(Teks Bacaan):
────────────────

Banyak pelayanan pastoral pribadi yang tidak berjalan dengan lancar, karena si pelayan salah dalam menggunakan pendekatan pastoral. Pada saat ini, pelayan-pelayan kristiani dibekali latihan-latihan khusus ataupun teori-teori pastoral agar dapat menggunakan pendekatan yang pas demi kelancaran pelayanannya. Teori sebenarnya penting, namun yang terpenting adalah pengalaman hidup dar pelayan kristiani itu sendiri. Dengan belajar dari pengalaman-pengalaman pastoral pribadinya, maka pelayan kristiani dapat menjernihkan pengalaman-pengalamannya sendiri. Dari proses pembelajaran tersebut, ia akan dapat mempunyai suatu cara konkret untuk mengenali secara persis apa yang terjadi dalam karya pastoralnya dan suatu kesempatan istimewa untuk berpikir realistis mengenai cara-cara tindakan pastoral lain.

────────────────

(Tugas A): Menurut teks tentang pelayanan pastoral, apa yang paling penting bagi seorang pelayan kristiani?
(Tugas B): Lanjutkan teks tentang pelayanan pastoral pribadi mulai setelah kalimat terakhirnya.

(Cuplikan Data):
────────────────

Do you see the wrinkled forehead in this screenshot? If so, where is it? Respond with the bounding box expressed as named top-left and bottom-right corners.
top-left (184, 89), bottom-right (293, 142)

────────────────

(Jawaban A): Yang paling penting adalah pengalaman hidup pelayan kristiani itu sendiri.

(Jawaban B):
Pelayanan adalah kontemplasi, karena pelayanan merupakan penyingkapan realitas yang terus-menerus terjadi, pe-wahyu-an cahaya Allah dan sekaligus kegelapan manusia. Dalam perspektif ini, pelayanan pastoral pribadi tidak pernah dapat dibatasi pada penerapan ketrampilan atau teknik apa pun, karena pada akhirnya pelayanan adalah pencarian Allah yang terus-menerus yang berlangsung dalam kehidupan orang yang kita layani. Seorang “klien” pastoral pribadi adalah sebuah dokumen hidup, sehingga pelayanan pastoral berarti suatu kontemplasi yang teliti dan kritis mengenai keadaan manusia.

4. Berorganisasi
Terkait dengan permasalahan berorganisasi, seorang pelayan kristian diharapkan dapat menjadi pembawa perubahan sosial. Seringkali seorang pelayan kristiani mengalami frustasi atau tekanan di dalam kehidupan organisasi di gereja. Hal ini dikarenakan mereka tidak dapat menyentuh struktur-struktur kehidupan yang paling mendasar, seperti kemanusiaan, kasih, pelayanan, dll. Seorang pelayan kristiani seringkali cenderung fokus pada struktur berorganisasi yang ada dalam gereja, bukan struktur kehidupan jemaat itu sendiri.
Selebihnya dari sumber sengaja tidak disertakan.